— START Data for processing —

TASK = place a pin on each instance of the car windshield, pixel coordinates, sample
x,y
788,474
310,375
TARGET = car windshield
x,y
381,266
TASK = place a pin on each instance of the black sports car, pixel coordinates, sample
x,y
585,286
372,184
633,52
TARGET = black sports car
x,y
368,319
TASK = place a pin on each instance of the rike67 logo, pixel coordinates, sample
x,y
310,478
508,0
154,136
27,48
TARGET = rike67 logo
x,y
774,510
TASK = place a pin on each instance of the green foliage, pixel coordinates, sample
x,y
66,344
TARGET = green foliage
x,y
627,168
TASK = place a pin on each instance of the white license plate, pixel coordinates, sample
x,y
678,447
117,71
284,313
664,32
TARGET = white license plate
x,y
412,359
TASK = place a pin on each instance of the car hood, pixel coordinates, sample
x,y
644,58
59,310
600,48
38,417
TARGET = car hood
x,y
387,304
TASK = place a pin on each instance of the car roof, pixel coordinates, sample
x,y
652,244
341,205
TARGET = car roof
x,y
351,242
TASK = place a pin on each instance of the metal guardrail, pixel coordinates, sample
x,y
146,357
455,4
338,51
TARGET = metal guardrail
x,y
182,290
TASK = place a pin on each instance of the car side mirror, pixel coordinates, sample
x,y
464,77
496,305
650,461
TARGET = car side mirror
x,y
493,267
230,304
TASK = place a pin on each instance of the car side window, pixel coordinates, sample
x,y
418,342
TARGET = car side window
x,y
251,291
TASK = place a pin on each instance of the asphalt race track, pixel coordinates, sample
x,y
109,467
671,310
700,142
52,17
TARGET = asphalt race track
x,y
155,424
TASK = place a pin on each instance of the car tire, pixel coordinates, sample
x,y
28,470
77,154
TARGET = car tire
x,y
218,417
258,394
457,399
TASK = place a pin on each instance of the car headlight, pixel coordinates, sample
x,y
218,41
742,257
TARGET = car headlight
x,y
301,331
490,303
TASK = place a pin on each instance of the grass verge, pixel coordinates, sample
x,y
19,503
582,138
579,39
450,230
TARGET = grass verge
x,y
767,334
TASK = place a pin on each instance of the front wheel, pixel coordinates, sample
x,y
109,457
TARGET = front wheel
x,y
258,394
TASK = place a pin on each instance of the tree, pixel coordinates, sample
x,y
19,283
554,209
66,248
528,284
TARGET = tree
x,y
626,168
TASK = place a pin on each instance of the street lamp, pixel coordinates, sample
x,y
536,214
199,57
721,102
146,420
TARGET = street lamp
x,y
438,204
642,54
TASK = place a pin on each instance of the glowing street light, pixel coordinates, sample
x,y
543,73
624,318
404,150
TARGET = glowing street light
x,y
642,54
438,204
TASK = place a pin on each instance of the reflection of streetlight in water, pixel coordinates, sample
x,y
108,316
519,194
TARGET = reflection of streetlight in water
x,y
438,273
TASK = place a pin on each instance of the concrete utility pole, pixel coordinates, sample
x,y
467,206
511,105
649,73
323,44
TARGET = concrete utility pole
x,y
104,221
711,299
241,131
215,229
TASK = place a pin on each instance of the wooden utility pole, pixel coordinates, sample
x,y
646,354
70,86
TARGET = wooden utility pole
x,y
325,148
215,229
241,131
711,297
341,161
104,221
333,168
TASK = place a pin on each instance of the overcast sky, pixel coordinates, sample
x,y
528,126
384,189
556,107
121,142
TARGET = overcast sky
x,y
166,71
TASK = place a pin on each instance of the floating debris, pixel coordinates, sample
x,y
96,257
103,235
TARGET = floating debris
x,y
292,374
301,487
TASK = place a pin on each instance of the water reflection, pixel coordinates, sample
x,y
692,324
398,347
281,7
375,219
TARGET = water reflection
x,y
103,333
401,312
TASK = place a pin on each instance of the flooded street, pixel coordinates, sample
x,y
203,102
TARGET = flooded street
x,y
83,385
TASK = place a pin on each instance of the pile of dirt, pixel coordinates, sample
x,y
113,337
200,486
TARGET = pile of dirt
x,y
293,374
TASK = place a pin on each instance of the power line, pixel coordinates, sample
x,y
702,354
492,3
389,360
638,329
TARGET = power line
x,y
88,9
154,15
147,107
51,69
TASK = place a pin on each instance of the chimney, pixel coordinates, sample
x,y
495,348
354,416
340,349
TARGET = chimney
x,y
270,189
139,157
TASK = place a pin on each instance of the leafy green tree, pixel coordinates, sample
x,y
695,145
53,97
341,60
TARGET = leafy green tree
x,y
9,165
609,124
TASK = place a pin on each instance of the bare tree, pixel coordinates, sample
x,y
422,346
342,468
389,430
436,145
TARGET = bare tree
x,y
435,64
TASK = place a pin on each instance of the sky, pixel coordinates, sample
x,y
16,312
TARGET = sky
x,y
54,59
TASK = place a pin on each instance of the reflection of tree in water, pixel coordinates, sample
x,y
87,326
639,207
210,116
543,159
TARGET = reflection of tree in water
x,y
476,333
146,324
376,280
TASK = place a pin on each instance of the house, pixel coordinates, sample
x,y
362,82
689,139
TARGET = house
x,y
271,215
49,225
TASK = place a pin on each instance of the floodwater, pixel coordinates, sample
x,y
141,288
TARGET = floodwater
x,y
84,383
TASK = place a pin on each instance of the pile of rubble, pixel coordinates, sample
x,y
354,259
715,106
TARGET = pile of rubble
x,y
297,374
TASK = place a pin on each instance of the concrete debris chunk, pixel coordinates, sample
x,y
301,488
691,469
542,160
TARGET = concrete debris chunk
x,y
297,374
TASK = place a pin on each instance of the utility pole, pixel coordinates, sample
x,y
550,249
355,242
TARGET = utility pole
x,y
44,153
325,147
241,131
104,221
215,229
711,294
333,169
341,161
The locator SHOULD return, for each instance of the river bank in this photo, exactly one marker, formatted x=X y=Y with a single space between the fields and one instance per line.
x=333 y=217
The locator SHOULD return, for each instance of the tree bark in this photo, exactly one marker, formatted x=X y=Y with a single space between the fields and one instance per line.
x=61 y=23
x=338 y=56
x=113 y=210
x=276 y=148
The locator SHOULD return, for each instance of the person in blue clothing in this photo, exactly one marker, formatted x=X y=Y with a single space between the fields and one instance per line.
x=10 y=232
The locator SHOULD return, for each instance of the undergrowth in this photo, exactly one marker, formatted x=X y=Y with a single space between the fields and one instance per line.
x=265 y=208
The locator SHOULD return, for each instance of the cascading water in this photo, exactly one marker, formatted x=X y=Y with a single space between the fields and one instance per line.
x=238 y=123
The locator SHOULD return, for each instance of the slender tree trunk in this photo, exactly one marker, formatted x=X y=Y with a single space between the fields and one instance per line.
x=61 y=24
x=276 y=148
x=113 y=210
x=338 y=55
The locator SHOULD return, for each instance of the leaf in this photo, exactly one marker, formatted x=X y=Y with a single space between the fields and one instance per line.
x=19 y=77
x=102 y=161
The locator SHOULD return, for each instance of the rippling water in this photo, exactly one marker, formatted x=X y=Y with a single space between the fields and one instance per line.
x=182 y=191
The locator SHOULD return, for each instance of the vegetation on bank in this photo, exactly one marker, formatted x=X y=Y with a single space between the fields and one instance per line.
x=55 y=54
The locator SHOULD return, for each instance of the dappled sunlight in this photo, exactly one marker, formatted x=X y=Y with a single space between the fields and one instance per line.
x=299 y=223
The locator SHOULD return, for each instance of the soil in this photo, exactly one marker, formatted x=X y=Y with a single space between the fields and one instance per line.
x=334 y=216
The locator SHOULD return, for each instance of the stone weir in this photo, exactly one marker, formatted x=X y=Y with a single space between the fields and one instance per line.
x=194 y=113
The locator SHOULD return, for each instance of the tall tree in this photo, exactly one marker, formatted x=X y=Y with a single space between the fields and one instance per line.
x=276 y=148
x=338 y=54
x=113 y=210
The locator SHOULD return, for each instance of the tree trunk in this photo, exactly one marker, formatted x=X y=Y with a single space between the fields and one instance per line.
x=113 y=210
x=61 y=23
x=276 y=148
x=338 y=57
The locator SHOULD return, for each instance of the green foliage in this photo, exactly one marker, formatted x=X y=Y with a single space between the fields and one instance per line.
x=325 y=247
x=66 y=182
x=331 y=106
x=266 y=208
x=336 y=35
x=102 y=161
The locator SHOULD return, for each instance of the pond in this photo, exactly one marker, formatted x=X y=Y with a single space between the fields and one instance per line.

— END Data for processing —

■ Exercise objective: Please reproduce, word for word, the lines from the one containing "rubble, pixel coordinates, sample" up to and including the one containing "x=333 y=217".

■ Answer in full:
TASK = place a pin on each instance of the pile of rubble, pixel coordinates, sample
x,y
354,259
715,106
TARGET = pile of rubble
x,y
297,374
TASK = place a pin on each instance of the concrete debris chunk, pixel coordinates, sample
x,y
301,488
691,469
542,160
TARGET = concrete debris chunk
x,y
297,374
TASK = place a pin on each instance of the utility pole, pixel coordinates, sample
x,y
550,249
355,242
TARGET = utility pole
x,y
44,153
325,147
241,131
104,221
215,229
711,294
333,169
341,161
The locator SHOULD return, for each instance of the river bank in this photo, exactly one marker, formatted x=X y=Y with a single space between the fields and one instance per line.
x=333 y=217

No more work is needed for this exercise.